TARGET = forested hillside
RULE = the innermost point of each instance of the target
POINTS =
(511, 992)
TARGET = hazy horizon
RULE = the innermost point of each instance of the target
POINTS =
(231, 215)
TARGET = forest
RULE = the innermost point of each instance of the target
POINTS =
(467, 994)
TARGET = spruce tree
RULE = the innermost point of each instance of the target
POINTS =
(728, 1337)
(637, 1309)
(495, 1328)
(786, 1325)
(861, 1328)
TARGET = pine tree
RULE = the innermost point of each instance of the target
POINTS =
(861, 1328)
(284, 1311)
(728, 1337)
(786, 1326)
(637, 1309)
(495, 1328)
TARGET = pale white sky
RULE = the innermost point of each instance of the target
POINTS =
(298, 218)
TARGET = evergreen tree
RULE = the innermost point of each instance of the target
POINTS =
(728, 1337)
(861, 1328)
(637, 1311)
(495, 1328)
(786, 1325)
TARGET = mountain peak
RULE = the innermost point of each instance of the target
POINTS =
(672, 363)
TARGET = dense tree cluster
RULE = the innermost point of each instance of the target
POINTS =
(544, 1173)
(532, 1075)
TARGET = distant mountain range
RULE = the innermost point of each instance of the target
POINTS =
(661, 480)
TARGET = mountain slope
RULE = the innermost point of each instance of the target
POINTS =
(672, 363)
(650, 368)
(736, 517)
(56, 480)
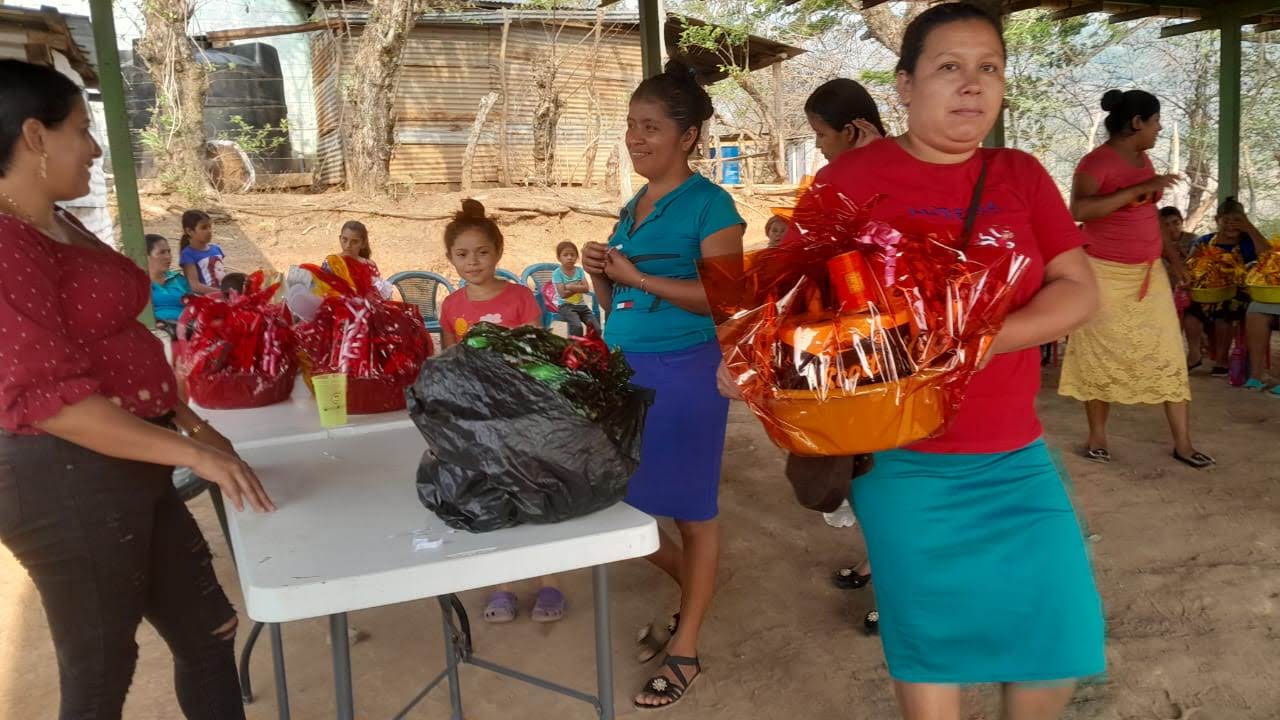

■ ■ ■ ■

* **WHAT THE TASK REQUIRES**
Set down the material exactly, every line of it, except for the pictures.

* **RESULT OF THE EXERCISE**
TARGET = forested hillside
RULE = the innermost point of each instance of the target
POINTS =
(511, 992)
TARGET = hazy horizon
RULE = the innermost point of each instance of the target
POINTS =
(231, 215)
TARGET = forest
RULE = the innermost point of each instance of the target
POINTS =
(467, 994)
TARGET = spruce tree
RULE = the innermost point of each instance of the target
POINTS =
(728, 1337)
(637, 1309)
(495, 1328)
(786, 1325)
(861, 1328)
TARGET = pine tree
RULE = the innermost point of each instance of the target
POINTS =
(861, 1328)
(284, 1311)
(728, 1337)
(786, 1326)
(637, 1309)
(495, 1328)
TARGET = pale white sky
RULE = the innermost point of each instance of the target
POINTS =
(298, 218)
TARGET = evergreen tree
RULE = the innermost point of each instance of the target
POINTS =
(728, 1337)
(861, 1328)
(637, 1311)
(495, 1328)
(786, 1325)
TARGET = mountain peak
RULE = the innermost point of each instance of the target
POINTS =
(672, 363)
TARGET = dense tree cluster
RULE = the innermost point of each instance of the target
POINTS =
(544, 1173)
(532, 1075)
TARGET = distant mountain range
RULE = the innermost point of each instance of the target
POINTS =
(661, 480)
TARGET = mountain slope
RULE = the innermost point of each instance of the target
POINTS =
(672, 363)
(650, 368)
(736, 517)
(56, 480)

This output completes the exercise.